__Задание__
Посчитайте строки ниже, в которых есть слово «provided», с учетом регистра. В ответе дайте только число.

__Исходные данные__
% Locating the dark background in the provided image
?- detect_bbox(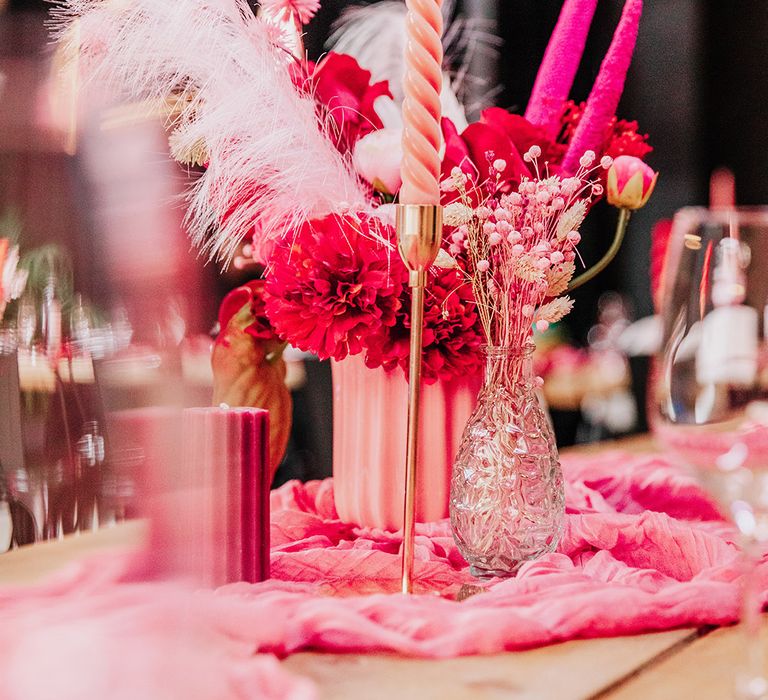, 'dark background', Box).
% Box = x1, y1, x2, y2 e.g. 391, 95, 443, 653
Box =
7, 0, 768, 340
0, 0, 768, 478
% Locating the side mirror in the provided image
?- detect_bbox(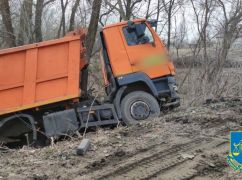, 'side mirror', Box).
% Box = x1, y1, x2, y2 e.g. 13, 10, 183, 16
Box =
147, 19, 157, 28
128, 21, 135, 32
135, 24, 145, 38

__Результат__
2